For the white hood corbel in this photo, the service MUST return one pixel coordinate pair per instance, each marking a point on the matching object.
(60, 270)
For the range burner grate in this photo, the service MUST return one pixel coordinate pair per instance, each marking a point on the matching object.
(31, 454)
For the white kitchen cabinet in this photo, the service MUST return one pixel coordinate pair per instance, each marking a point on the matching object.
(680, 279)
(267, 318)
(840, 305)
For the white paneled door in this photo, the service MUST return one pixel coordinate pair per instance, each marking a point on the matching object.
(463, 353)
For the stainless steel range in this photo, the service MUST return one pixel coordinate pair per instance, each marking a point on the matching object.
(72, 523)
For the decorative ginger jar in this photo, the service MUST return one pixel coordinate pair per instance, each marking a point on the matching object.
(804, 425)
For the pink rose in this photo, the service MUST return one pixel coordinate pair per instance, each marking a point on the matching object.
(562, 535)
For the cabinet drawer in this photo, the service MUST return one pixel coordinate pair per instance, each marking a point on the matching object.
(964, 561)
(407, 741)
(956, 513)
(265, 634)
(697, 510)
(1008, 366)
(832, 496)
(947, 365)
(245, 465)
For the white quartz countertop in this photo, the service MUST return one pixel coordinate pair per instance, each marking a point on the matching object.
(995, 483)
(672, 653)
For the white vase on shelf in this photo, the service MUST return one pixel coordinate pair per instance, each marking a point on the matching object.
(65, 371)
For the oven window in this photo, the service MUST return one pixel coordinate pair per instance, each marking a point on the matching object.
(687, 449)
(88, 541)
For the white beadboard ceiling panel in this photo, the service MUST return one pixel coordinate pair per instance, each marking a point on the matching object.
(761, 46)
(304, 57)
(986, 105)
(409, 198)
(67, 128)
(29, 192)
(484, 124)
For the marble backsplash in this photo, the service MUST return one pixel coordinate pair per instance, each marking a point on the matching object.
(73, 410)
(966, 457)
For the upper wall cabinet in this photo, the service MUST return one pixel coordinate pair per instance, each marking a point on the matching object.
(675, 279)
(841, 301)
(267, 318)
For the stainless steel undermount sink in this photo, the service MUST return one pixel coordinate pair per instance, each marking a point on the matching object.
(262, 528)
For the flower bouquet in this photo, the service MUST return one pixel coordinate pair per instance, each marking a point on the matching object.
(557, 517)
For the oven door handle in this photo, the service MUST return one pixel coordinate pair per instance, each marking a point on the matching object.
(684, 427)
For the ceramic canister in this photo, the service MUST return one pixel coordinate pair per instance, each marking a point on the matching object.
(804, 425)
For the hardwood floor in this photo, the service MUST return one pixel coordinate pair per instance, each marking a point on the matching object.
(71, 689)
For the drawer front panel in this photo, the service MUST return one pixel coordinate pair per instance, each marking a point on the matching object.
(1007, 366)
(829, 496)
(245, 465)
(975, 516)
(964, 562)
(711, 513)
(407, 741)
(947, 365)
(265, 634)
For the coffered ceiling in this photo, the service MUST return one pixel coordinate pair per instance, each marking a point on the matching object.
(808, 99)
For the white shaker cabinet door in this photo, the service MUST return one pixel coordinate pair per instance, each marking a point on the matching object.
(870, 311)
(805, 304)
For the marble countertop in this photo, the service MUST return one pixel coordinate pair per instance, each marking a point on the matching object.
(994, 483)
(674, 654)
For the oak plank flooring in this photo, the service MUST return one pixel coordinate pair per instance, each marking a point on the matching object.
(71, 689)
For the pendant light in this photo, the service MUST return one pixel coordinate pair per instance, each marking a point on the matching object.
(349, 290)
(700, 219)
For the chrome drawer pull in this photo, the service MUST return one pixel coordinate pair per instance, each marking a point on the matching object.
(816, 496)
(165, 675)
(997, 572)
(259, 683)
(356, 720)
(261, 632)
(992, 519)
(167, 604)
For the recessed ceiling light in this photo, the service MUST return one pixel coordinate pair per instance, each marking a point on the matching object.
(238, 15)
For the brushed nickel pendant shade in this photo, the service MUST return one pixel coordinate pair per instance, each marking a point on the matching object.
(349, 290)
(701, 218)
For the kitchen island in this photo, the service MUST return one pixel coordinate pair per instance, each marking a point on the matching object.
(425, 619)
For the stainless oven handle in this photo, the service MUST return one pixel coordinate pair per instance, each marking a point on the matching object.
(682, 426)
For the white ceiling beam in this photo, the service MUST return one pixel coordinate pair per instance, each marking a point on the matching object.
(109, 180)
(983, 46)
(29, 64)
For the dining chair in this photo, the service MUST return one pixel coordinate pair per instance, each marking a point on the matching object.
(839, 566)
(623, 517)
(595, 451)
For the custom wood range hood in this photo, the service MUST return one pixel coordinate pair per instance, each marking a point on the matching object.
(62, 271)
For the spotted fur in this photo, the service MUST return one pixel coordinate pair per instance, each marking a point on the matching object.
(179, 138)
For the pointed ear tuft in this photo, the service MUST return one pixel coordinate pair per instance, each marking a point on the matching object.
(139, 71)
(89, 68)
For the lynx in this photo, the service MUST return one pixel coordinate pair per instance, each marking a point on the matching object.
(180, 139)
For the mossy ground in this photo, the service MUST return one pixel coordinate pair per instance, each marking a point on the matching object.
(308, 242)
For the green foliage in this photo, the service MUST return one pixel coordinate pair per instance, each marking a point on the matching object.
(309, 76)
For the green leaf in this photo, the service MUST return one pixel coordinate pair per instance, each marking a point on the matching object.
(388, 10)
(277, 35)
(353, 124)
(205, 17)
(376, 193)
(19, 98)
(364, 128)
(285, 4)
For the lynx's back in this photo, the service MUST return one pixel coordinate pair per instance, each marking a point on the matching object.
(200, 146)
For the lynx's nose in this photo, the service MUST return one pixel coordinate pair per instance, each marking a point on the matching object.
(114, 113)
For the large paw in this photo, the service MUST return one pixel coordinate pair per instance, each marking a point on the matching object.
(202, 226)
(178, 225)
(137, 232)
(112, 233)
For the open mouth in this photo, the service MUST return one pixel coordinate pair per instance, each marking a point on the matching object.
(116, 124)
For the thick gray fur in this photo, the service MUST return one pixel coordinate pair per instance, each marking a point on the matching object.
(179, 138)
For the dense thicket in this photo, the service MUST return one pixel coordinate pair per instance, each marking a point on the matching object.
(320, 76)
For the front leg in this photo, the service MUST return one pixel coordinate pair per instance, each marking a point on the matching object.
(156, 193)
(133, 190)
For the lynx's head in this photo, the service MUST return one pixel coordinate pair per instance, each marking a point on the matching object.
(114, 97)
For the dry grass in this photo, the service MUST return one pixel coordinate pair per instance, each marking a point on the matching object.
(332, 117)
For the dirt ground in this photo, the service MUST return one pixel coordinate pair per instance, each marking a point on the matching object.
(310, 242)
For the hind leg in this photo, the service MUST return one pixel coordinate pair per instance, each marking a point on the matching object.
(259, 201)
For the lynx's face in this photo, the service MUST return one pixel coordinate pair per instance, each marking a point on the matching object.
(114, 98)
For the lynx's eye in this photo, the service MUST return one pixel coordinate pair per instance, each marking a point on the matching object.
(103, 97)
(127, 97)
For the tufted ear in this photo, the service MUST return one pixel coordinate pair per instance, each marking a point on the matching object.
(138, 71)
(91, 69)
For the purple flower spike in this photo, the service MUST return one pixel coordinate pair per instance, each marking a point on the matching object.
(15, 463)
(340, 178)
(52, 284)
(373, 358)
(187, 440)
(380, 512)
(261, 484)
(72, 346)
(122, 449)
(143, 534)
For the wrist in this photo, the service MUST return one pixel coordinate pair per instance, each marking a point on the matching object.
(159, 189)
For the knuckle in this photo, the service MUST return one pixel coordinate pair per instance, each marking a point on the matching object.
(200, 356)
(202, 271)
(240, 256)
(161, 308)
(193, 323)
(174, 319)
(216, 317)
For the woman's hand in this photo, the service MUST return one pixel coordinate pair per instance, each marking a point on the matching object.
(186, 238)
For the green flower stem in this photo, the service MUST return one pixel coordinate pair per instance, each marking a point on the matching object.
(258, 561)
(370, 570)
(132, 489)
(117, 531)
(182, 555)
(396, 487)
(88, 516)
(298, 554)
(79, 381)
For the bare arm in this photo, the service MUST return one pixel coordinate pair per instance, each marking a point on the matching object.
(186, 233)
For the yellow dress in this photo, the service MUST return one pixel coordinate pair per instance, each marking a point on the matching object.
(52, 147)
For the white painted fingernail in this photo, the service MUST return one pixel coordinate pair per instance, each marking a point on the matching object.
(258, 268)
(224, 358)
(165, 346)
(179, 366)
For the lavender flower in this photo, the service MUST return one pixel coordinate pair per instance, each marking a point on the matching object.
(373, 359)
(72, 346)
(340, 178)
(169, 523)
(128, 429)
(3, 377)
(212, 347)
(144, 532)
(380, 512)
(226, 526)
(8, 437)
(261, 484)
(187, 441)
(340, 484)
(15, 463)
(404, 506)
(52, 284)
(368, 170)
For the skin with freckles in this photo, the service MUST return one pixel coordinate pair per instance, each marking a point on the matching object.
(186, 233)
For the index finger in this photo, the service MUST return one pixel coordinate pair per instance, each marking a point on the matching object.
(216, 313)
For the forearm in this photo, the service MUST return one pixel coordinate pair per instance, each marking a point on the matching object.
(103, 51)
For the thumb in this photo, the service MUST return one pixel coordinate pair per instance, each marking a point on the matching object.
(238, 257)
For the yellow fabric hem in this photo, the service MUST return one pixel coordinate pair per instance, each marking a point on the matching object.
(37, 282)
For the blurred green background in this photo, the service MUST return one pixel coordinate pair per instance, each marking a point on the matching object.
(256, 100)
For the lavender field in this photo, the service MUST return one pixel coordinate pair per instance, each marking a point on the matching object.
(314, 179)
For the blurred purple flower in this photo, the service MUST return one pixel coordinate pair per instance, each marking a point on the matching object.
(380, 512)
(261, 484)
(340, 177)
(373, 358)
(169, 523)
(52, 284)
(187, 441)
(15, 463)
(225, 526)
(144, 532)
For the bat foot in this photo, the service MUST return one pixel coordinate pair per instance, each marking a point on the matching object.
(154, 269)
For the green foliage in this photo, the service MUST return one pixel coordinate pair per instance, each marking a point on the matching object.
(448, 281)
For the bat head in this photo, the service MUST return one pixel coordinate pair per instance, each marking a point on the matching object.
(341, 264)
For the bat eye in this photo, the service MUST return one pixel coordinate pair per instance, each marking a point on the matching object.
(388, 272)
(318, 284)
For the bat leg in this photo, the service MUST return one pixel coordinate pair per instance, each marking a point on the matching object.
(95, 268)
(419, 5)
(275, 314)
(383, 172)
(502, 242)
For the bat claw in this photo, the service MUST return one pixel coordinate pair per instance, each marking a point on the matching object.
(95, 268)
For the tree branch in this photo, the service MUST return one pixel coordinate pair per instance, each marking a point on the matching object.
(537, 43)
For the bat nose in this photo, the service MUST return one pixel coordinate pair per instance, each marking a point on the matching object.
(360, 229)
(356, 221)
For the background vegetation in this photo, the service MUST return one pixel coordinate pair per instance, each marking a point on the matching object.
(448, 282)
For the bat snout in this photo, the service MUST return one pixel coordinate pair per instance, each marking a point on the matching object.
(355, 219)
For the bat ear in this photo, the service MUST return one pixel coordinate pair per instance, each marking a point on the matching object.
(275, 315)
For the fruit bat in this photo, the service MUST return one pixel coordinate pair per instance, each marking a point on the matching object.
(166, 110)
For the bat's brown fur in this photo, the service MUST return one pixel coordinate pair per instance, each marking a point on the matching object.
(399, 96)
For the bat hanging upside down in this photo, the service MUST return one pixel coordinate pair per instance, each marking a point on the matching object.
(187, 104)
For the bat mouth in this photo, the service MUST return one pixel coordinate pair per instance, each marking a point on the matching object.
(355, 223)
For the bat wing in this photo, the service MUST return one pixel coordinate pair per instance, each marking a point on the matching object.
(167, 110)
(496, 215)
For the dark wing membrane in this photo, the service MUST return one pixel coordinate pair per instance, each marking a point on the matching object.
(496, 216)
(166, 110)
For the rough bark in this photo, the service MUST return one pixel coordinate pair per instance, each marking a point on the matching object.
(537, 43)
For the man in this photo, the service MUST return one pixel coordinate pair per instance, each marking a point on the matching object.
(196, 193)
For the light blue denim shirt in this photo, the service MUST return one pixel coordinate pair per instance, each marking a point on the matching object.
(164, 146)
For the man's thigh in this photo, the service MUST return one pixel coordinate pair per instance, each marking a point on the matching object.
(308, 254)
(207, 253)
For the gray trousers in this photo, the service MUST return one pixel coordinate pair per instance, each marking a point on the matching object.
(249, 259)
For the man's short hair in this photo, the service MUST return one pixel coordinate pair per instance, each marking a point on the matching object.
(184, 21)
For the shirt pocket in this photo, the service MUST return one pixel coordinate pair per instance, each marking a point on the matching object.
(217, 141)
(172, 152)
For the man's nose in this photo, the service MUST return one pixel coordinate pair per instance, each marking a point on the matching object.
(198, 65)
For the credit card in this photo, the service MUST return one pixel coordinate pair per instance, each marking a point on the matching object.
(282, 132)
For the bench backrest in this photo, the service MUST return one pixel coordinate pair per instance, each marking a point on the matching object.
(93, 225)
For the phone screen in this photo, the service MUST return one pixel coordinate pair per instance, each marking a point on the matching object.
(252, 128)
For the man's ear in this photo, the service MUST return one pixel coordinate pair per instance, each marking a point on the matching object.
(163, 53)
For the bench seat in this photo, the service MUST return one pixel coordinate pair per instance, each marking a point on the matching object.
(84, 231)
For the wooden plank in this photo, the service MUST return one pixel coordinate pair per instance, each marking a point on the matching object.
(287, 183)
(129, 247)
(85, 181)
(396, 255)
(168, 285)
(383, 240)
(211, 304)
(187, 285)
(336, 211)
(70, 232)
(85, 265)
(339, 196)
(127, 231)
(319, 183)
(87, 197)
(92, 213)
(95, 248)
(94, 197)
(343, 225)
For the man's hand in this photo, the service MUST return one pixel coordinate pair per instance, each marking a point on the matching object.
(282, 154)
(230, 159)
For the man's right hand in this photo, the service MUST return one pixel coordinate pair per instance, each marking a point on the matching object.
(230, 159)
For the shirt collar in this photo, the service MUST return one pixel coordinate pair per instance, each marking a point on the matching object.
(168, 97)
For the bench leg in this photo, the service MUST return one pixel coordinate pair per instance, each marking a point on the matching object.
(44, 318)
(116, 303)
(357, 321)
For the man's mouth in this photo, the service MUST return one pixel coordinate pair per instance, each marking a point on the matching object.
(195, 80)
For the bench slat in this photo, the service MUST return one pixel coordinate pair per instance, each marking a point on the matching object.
====
## AIM OF THE TASK:
All lines from the one with "For the man's right" through the final line above are to be quoted exactly; quote no other line.

## WORKED SOLUTION:
For the man's right hand in this photo, the service MUST return one pixel coordinate pair per instance, each marking a point on the matching object.
(230, 159)
For the shirt collar in this photo, the service MUST return one pixel coordinate pair per instance, each marking a point on the matching object.
(168, 97)
For the bench leg in this photo, the service MUST return one pixel coordinate pair per instance, each marking a point on the matching object.
(44, 318)
(116, 303)
(357, 321)
For the man's mouth in this photo, the service MUST return one pixel coordinate pair per instance, each marking a point on the matching object.
(195, 80)
For the bench slat in this photo, the service MUST return one pixel coordinate pair per instance, each marking a point on the matching object.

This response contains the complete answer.